## WHAT IS REQUIRED
The result should be the line with "dark window in the photo above." followed by every remaining line of the entries, each reproduced exactly, with nothing else.

** Opening DATA PROVIDED block **

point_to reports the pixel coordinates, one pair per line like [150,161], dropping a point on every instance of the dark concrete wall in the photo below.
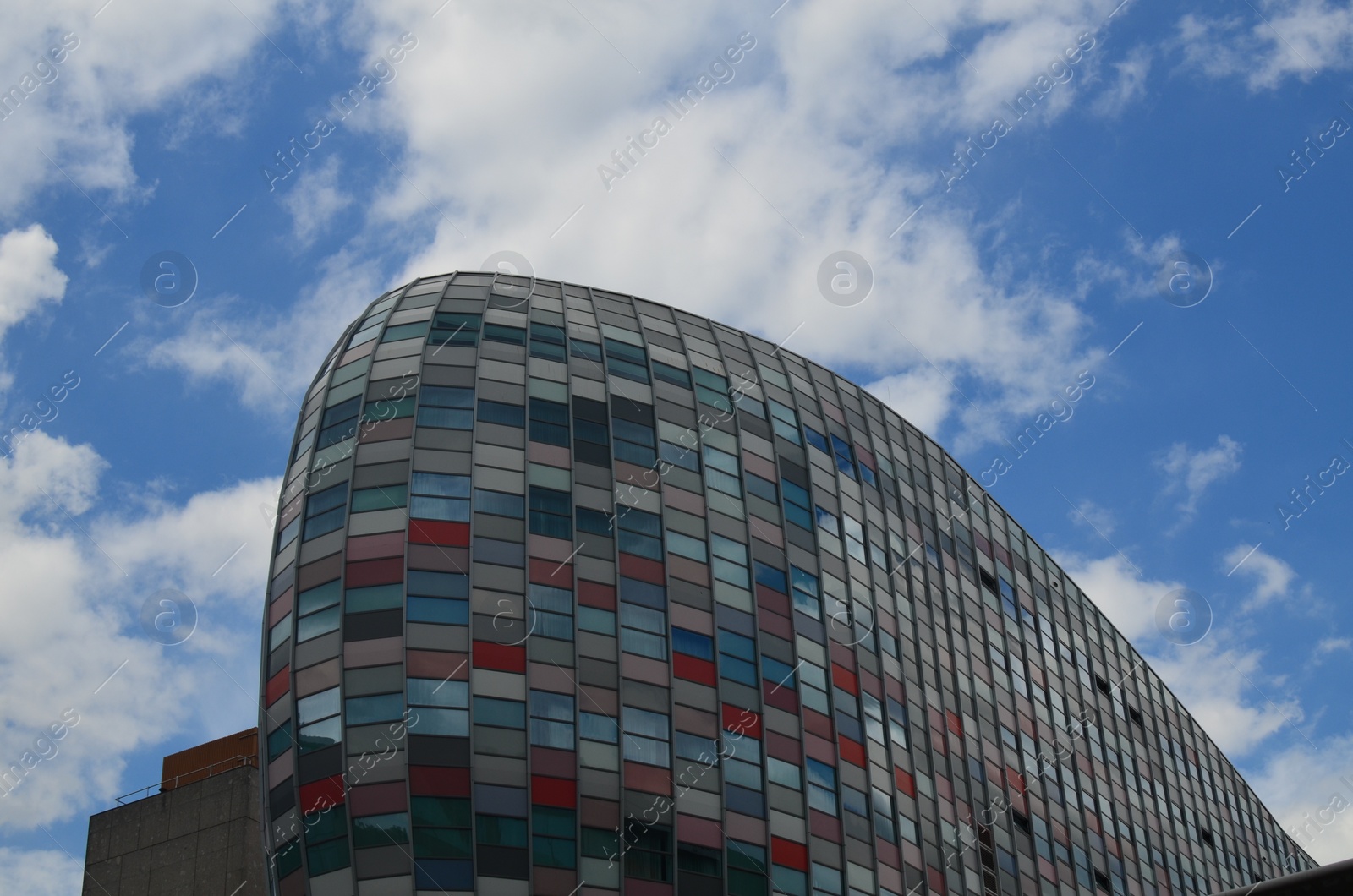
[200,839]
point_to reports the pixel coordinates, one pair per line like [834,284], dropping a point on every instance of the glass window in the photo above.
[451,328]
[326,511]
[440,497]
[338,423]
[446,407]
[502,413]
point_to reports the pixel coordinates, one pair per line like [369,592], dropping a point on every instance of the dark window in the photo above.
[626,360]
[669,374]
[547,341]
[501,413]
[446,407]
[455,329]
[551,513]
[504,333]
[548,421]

** Closing DATA PROVIDED block **

## TASK OUTPUT
point_to reports the pixel coordinates, one pair per line like [369,592], dropping a point on every instance of the dark window in the photo above.
[626,360]
[669,374]
[547,341]
[501,413]
[446,407]
[455,329]
[551,513]
[504,333]
[548,421]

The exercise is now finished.